━━ Textauszug

# taz.de -- Angriffe auf Politiker:innen: Bedrohungsallianz von rechts
       
       > Die Angriffe auf Politiker:innen passieren nicht im luftleeren Raum.
       > Sie geschehen in einem Klima, in dem Terror von rechts lang ignoriert
       > wurde.
       
 (IMG) Bild: Eine Demo der rechtsextremen „Freien Sachsen“ im November 2022 in Dresden
       
       Der Beginn bestätigt die schlimmsten Befürchtungen. Schon in den ersten
       Tagen des Wahlkampfs für die Europa- und Kommunalwahlen gab es Angriffe auf
       Politiker:innen. Am Freitag voriger Woche wurde der
       [1][SPD-Europaabgeordnete Matthias Ecke] beim Aufhängen von Wahlplakaten
       brutal zusammengeschlagen. Er erlitt einen Jochbeinbruch, Hämatome und
       Schnittverletzungen.
       
       Mit blauem Auge und Pflaster zeigte er sich später bei X. Tatverdächtig
       sind vier Jugendliche zwischen 17 und 18 Jahren, die Kontakte zur
       rechtsextremen Szene gehabt haben sollen. Es gibt Hinweise auf Verbindungen
       zur rechtsextremen Gruppierung „Elblandrevolte“.
       
       Am Dienstag, vier Tage nach dem Angriff auf Ecke, wurden in Dresden die
       [2][Grünen-Kommunalpolitiker:innen Yvonne Mosler und Cornelius
       Sternkopf attackiert,] auch dieser Angriff geschah beim Aufhängen von
       Wahlplakaten. Tatverdächtig sind ein Mann und eine Frau. Der Mann soll die
       Politikerin beiseite gestoßen und bedroht haben, die Frau bespuckte sie.
       
       Am selben Tag schlug ein Mann in einer Berliner Bibliothek der
       Wirtschaftssenatorin Franziska Giffey einen Beutel mit hartem Inhalt auf
       den Kopf. Der Tatverdächtige könnte laut Polizei eine psychische Erkrankung
       haben. Die grüne Vizepräsidentin des Deutschen Bundestags, Katrin
       [3][Göring-Eckardt, wurde nach einer Parteiveranstaltung in
       brandenburgischen Lunow-Stolzenhagen] bedrängt.
       
       ## Entkultivierung in den Debatten
       
       Deutschland 2024, ganz normal? Festellen lässt sich eine Entkultivierung
       in den Debatten. Sie ist schon lange offensichtlich, bei Themen wie der
       Flüchtlingspolitik, bei Subventionskürzungen für die Agrarwirtschaft und
       dem Heizungsgesetz. Den Worten folgen Taten.
       
       Verbale Entgleisungen kamen und kommen nicht nur aus dem Milieu der AfD.
       Politische Gegner:innen werden als politische Feinde markiert – das ist
       eine semantische Differenz, der die Option innewohnt, entweder miteinander
       zu reden oder zuzuschlagen. Diese Differenz mag bei den Attacken auf die
       rot-grün-gelbe Bundesregierung aus der Opposition als auch aus den Medien
       nicht so bewusst zu sein.

━━━━
━━ Vorliegende Einträge

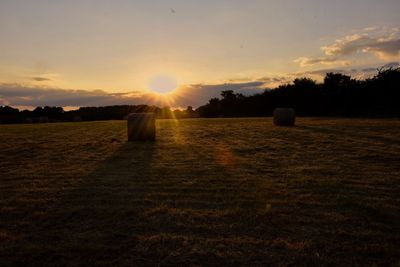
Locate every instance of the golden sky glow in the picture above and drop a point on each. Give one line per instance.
(123, 46)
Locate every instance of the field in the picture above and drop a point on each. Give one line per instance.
(207, 192)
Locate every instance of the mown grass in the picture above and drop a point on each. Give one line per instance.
(207, 192)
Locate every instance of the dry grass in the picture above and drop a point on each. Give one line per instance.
(208, 192)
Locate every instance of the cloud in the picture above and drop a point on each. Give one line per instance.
(306, 61)
(384, 47)
(41, 79)
(193, 95)
(382, 43)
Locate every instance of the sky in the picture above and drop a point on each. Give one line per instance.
(97, 52)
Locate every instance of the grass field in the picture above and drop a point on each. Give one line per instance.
(207, 192)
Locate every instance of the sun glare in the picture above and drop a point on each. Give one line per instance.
(162, 84)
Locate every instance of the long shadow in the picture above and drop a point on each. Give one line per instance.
(354, 135)
(95, 221)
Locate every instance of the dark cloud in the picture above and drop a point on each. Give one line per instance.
(384, 45)
(40, 79)
(392, 65)
(194, 95)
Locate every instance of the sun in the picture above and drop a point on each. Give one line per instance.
(162, 84)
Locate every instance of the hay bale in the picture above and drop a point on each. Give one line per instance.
(284, 116)
(141, 127)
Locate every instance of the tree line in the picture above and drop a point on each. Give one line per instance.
(338, 95)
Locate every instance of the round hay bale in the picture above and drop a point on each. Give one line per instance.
(141, 127)
(284, 117)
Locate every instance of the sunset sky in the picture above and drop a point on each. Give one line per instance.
(97, 52)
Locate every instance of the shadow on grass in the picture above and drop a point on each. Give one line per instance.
(94, 222)
(354, 135)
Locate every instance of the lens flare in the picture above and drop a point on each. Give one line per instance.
(163, 84)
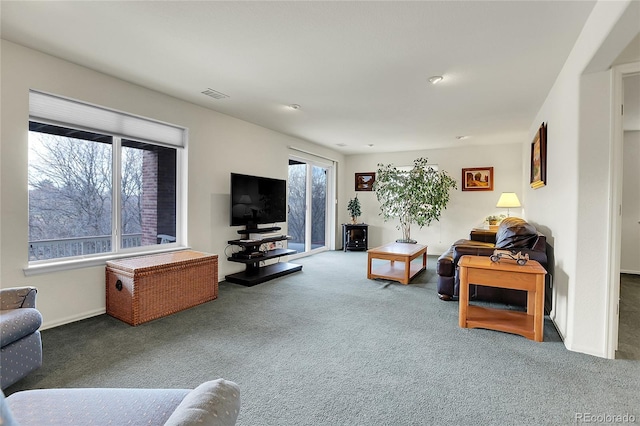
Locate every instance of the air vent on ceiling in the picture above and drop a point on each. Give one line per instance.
(214, 94)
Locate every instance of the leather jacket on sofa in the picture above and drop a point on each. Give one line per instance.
(512, 234)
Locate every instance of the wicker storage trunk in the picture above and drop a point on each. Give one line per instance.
(141, 289)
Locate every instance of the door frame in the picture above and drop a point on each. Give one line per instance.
(615, 207)
(330, 217)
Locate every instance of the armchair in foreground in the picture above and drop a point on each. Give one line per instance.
(213, 403)
(513, 234)
(21, 350)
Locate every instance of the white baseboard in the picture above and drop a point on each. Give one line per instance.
(74, 318)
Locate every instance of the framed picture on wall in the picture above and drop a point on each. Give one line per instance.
(477, 179)
(539, 158)
(364, 181)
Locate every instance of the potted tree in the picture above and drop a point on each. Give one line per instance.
(354, 209)
(413, 196)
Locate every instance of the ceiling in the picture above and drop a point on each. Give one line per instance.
(358, 69)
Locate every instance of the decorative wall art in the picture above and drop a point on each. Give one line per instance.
(364, 181)
(539, 158)
(477, 179)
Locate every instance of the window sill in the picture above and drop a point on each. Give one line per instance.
(47, 267)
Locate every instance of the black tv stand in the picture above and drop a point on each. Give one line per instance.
(251, 256)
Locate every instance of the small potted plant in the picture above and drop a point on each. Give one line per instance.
(354, 209)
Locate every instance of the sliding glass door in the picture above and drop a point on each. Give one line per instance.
(308, 214)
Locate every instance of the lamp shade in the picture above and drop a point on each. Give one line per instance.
(508, 200)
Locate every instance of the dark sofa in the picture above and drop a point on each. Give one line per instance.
(513, 234)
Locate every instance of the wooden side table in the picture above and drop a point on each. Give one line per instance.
(403, 253)
(506, 273)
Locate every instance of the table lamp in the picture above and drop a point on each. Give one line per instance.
(508, 200)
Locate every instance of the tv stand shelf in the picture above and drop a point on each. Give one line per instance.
(254, 273)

━━━━

**Aufgabenstellung**
**A.** Nenne alle Politikerinnen und Politiker, die laut dem Artikel über die Angriffe auf Politiker:innen angegriffen oder bedrängt wurden.
**B.** Übersetze den Satz „Verbale Entgleisungen kamen und kommen nicht nur aus dem Milieu der AfD.“ aus dem Artikel über die Angriffe auf Politiker:innen ins Englische.
**C.** Schreib den Artikel über die Angriffe auf Politiker:innen ab seinem letzten Satz weiter.

**Lösungen**
**A.**
- Matthias Ecke
- Yvonne Mosler
- Cornelius Sternkopf
- Franziska Giffey
- Katrin Göring-Eckardt

**B.** Verbal lapses came and still come not only from the AfD milieu.

**C.**
       Bei der Analyse der Sprache des Nationalsozialismus warnte Victor Klemperer
       in „LTI“ aber gleich nach 1945: „Worte können sein wie winzige Arsendosen:
       Sie werden unbemerkt verschluckt, sie scheinen keine Wirkung zu tun, und
       nach einiger Zeit ist die Giftwirkung doch da.“ Die permanente Wiederholung
       von verbalen Angriffen treibt die Entkultivierung voran.
       
       So berechtigt die Kritik an der Bundesregierung sein mag, so auffällig ist
       eine Reduzierung. Die FDP wird weniger angefeindet. Der Hass und die Hetze
       [4][fokussieren sich vor allem auf die Grünen.] Bei den Bauernprotesten in
       diesem Winter fiel das besonders auf. Die Proteste offenbarten auch, dass
       die Enthemmung nicht bloß im Osten der Republik zunimmt. Im
       schleswig-holsteinischen Schlüttsiel verhinderten im Januar aufgebrachte
       Landwirt:innen, dass Robert Habeck eine Fähre verlassen konnte. Im
       baden-württembergischen Biberach mussten die Grünen wegen massiver Proteste
       ihren traditionellen Aschermittwoch absagen.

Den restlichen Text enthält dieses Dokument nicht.